▸ Selected extract:

== Segment start ==

Immune response markers from on-treatment-but not pretreatment-melanoma biopsies predict responses to immune checkpoint blockade, according to a preliminary longitudinal study, published in Cancer Discovery.

“Before treatment, analyzing samples with a 12-marker immune panel or a 795-gene expression panel, you can’t tell who will respond with any degree of certainty,” said senior study author Jennifer Wargo, MD, an associate professor of Genomic Medicine and Surgical Oncology at MD Anderson Cancer Center, Houston, in a press release.

“On treatment, there were night-and-day differences between responders and non-responders,” Dr. Wargo said. The numbers of killer T cells were significantly higher in tumors that later responded to immune checkpoint blockade, for example.

Analysis of tumor samples early in immune checkpoint blockade treatment might be more informative than those using pretreatment biopsies, her team concluded.

More research is needed, but if the findings are confirmed, then such analyses might allow early detection of patients who will not benefit from therapy, and who should not be subjected to potential treatment toxicities.

== Segment end ==

▸ The problem:
Answer these questions from the melanoma biopsy report:
(a) In which journal was the study published?
(b) Which two panels does Dr. Wargo name for analyzing samples before treatment?
(c) What was significantly higher in tumors that later responded to immune checkpoint blockade?

▸ Data listing:
== Segment start ==

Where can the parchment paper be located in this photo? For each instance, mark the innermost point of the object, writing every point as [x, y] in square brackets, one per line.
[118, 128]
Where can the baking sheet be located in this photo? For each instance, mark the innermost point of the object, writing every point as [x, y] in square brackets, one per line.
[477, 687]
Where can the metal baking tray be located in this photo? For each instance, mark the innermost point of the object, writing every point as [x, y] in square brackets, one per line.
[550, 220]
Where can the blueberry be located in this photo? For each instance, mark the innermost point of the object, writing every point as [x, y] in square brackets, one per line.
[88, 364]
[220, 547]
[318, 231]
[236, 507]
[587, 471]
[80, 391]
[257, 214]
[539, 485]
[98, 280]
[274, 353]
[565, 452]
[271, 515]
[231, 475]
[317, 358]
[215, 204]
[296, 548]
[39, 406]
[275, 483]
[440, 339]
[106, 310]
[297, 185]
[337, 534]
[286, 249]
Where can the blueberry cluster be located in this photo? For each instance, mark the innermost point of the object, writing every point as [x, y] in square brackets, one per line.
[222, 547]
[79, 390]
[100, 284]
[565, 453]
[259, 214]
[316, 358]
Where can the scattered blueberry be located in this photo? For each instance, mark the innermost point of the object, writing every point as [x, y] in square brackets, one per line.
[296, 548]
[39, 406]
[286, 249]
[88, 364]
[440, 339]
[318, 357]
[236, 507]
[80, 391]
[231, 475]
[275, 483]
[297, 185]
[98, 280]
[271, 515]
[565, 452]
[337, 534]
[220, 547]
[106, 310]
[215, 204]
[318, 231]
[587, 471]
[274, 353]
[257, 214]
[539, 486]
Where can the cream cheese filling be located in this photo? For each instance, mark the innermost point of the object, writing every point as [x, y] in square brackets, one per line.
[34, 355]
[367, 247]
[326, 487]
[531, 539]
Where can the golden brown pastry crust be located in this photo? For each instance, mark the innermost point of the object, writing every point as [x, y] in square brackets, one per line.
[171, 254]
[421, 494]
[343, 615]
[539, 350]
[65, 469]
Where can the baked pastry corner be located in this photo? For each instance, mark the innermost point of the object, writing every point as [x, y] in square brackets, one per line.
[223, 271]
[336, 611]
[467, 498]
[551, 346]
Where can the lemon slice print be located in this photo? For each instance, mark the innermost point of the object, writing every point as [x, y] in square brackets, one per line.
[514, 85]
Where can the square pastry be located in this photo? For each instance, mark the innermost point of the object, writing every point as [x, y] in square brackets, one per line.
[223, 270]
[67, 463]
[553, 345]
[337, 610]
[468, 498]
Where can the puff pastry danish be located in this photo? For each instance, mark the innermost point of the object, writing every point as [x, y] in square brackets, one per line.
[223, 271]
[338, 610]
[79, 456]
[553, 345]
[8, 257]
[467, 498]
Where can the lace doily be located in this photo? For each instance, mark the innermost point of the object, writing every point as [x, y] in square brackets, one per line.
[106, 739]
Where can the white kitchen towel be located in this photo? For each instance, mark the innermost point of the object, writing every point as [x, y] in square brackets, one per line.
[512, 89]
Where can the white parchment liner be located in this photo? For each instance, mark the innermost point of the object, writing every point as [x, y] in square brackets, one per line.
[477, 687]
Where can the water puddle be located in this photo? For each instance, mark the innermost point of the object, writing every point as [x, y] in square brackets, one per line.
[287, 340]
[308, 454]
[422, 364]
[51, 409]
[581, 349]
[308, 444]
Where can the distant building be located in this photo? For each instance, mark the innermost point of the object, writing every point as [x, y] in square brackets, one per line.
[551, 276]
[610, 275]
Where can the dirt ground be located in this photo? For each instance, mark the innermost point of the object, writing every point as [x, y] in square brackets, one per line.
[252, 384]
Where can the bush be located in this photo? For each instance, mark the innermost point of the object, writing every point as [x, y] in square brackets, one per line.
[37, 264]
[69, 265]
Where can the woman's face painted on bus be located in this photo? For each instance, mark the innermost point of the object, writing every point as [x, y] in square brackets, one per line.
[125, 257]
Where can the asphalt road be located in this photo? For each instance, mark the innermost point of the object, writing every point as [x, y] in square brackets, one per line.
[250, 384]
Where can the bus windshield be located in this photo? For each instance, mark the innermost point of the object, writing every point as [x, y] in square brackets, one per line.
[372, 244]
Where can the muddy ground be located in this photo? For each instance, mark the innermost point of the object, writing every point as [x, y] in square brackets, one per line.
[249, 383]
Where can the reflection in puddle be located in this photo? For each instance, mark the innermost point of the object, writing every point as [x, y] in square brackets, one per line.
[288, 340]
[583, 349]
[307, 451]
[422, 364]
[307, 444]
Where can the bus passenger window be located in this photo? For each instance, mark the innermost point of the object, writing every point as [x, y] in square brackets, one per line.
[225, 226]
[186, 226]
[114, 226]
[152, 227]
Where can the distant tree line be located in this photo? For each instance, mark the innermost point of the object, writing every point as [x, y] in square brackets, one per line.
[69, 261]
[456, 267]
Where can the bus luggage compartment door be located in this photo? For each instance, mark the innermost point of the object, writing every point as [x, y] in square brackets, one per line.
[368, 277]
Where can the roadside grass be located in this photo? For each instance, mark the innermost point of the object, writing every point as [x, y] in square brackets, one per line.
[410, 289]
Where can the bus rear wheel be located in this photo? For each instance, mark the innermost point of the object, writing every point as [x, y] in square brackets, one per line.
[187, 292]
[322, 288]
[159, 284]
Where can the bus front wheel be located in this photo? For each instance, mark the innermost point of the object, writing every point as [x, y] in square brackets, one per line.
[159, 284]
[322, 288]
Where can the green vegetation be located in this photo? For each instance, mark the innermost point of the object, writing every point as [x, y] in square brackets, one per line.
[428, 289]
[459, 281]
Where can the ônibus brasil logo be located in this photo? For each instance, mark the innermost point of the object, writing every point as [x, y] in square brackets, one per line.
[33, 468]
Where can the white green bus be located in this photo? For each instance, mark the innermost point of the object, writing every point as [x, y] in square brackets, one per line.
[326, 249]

== Segment end ==

▸ Task answer:
(a) Cancer Discovery.
(b) A 12-marker immune panel and a 795-gene expression panel.
(c) The numbers of killer T cells.